** begin Selected passage **

I need to calculate the following integral, $$\int_{1}^{10}\frac{x-\lfloor x \rfloor }{x^2} dx$$.
So I did this-
$$\int_{1}^{10}\frac{x-\lfloor x \rfloor }{x^2} dx=\int_{1}^{10}\frac{1 }{x} dx-\int_{1}^{10}\frac{\lfloor x \rfloor}{x^2}dx.$$ Now my problem is with the second integral. How can I calculate this? I have tried to looking for examples here but in all those example there only the floor function is involved not a denominator part as I have. So how can I do this? Please help.
You need to compute integrals of the form $\displaystyle \int_n^{n+1} \dfrac{\lfloor x \rfloor}{x^2} dx$. You get
\begin{align} \int_n^{n+1} \dfrac{\lfloor x \rfloor}{x^2} dx &= \int_n^{n+1} \dfrac{n}{x^2} dx \\ &= \left. \dfrac{-n}{x} \right|_n^{n+1}\\ &= \dfrac{-n}{n+1} + 1\\ &= \dfrac{1}{n+1} \end{align}
Then
$\displaystyle \int_1^{10} \dfrac{\lfloor x \rfloor}{x^2}dx = \int_1^2 \dfrac{\lfloor x \rfloor}{x^2}dx + \int_2^3 \dfrac{\lfloor x \rfloor}{x^2}dx + \cdots + \int_9^{10} \dfrac{\lfloor x \rfloor}{x^2}dx$
and so on.

** end Selected passage **

* **Job 1**
In the floor-function integral thread, what does the integral of floor(x)/x^2 from n to n+1 evaluate to?

** begin Record list **

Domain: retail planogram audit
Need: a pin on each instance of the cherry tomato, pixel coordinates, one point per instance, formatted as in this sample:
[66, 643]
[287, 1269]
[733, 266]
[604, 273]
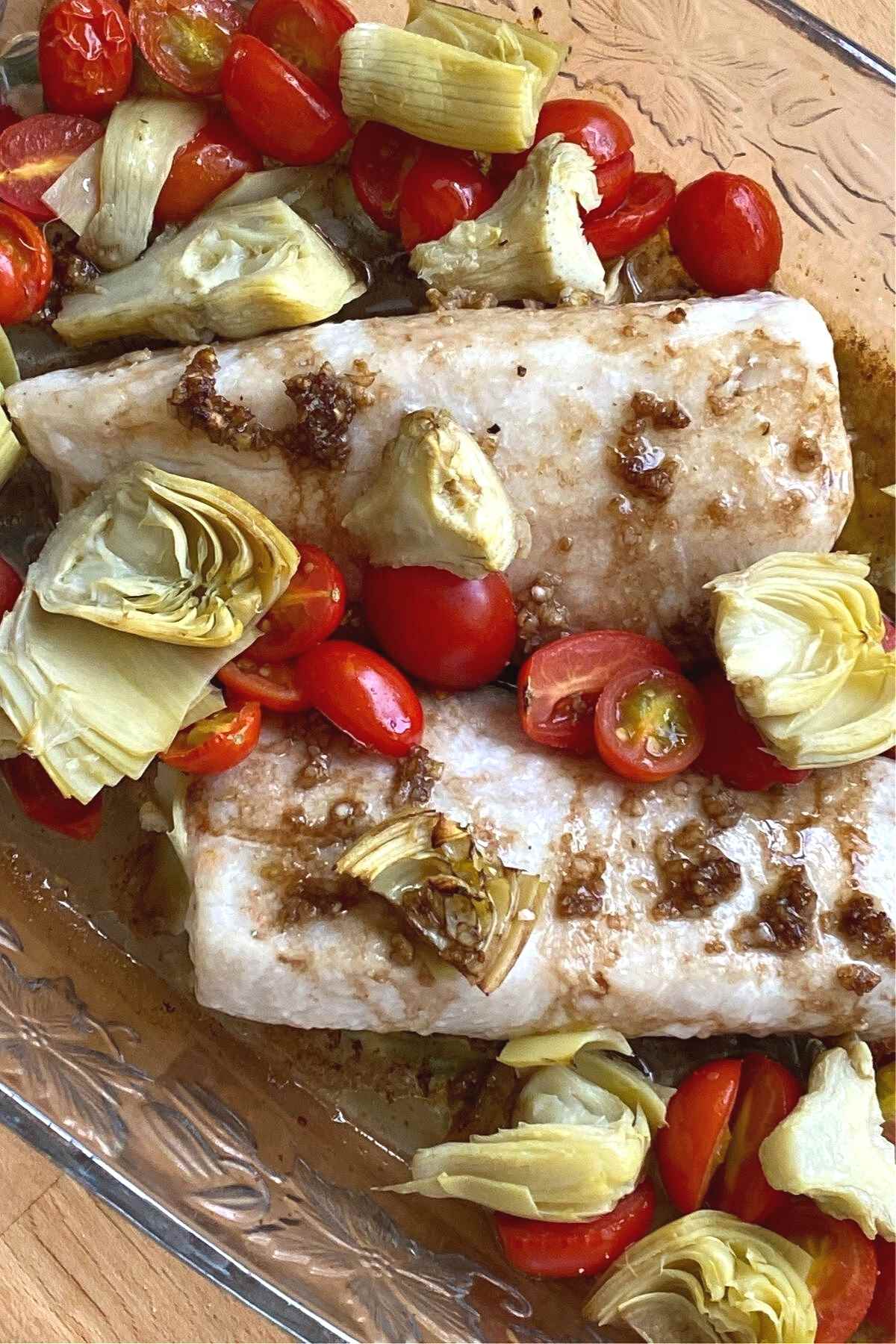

** end Record list **

* **Job 2**
Update the labeling row above by changing "cherry tomato" to "grape tomato" and keeping everything else the same. Leave the picture out of your output.

* **Expected output 1**
It evaluates to 1/(n+1).

* **Expected output 2**
Domain: retail planogram audit
Need: a pin on each instance of the grape tomato, pixel coordinates, one point per instance, formatted as in this sample:
[66, 643]
[287, 1269]
[733, 266]
[604, 273]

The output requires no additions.